> [Aim of the exercise] The entries shown below are to be printed in full, unaltered.

··· Data for the task

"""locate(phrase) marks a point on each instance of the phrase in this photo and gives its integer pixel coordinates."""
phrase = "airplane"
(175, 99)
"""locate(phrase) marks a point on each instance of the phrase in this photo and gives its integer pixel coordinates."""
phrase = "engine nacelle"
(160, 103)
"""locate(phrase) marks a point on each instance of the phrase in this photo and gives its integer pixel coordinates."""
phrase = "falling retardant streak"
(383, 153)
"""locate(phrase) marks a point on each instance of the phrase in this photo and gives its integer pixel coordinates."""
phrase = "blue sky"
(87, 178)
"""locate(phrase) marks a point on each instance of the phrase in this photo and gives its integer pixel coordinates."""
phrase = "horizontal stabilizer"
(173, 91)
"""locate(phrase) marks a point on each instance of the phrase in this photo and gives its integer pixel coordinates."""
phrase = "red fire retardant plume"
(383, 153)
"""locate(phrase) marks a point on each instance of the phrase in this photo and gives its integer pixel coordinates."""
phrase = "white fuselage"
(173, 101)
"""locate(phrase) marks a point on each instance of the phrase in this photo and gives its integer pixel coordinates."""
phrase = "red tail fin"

······

> [Reply to the task]
"""locate(phrase) marks a point on each instance of the phrase in this photo and gives its integer pixel coordinates."""
phrase = "airplane"
(175, 99)
"""locate(phrase) marks a point on each instance of the phrase in this photo and gives its integer pixel coordinates."""
phrase = "engine nacelle"
(160, 103)
"""locate(phrase) marks a point on each instance of the phrase in this photo and gives its integer pixel coordinates."""
phrase = "falling retardant streak"
(383, 153)
"""locate(phrase) marks a point on each instance of the phrase in this photo and gives its integer pixel coordinates."""
phrase = "blue sky"
(87, 178)
"""locate(phrase) marks a point on each instance of the phrase in this photo and gives its integer pixel coordinates."""
phrase = "horizontal stabilizer"
(173, 91)
"""locate(phrase) marks a point on each instance of the phrase in this photo and gives its integer pixel coordinates."""
phrase = "red fire retardant plume"
(383, 153)
"""locate(phrase) marks a point on each instance of the phrase in this photo and gives its integer pixel coordinates."""
phrase = "white fuselage"
(173, 101)
"""locate(phrase) marks a point on each instance of the phrase in this photo and gives its integer pixel coordinates."""
phrase = "red tail fin"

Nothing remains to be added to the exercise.